We are rightly focusing attention on the unfair circumstance that our high school seniors face as the final third of their final year of school was abruptly lopped off by COVID-19. The mid-March email announcing school would be temporarily shuttered did not lead to immediate worries about prom, graduation and the tender transition to life after OPRF, Trinity, and Fenwick being axed. But that realization has gradually taken hold as virtually everyone has accepted that the only way through this pandemic is to deny it the transmission that comes when we move about and gather up.
The news last week that Gov. J.B. Pritzker had taken the prudent step — really the only acceptable step — and closed all Illinois schools for the remainder of the 2019-2020 school year makes our predicament very real.
But it is not just the seniors who are being deprived. This wrenching change has profound impact on all students, on all parents, on all teachers. And during what is formally recognized as Teacher Appreciation Week, we’d like to shout out not just to teachers but to the fundamental place of schools in our individual and collective lives.
It is the ultimate taking for granted that, with all their strengths and many imperfections, we don’t actively appreciate that five days a week, 10 months a year children from age 3 to 19 are taught, fed, socialized, loved and disciplined in a communal setting, hewing in evolving ways to our shared values.
Credit to the valiant efforts of teachers and administrators who have willed eLearning into something of genuine, if uneven, purpose. Credit to parents who have taken work/life balance into new realms as they work with their children to sustain learning while also working from home, or more remarkably, working outside the home on the frontlines and still somehow, some damned way, holding life together.
There are heroes among us.

| Action item A |
Answer these questions about the editorial on school closures.
(i) Who closed all Illinois schools for the remainder of the 2019-2020 school year?
(ii) What formally recognized week does the editorial mention?
(iii) What age range of children does the editorial say are taught in a communal setting?
| Action item B |
Reproduce word for word the part of the editorial on school closures that opens with the words containing "But it is not" and closes with "and collective lives.".

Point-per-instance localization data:
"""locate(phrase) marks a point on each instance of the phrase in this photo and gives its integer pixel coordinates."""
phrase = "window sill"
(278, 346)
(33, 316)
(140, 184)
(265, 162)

| Answer box A |
(i) Gov. J.B. Pritzker
(ii) Teacher Appreciation Week
(iii) From age 3 to 19

| Answer box B |
But it is not just the seniors who are being deprived. This wrenching change has profound impact on all students, on all parents, on all teachers. And during what is formally recognized as Teacher Appreciation Week, we’d like to shout out not just to teachers but to the fundamental place of schools in our individual and collective lives.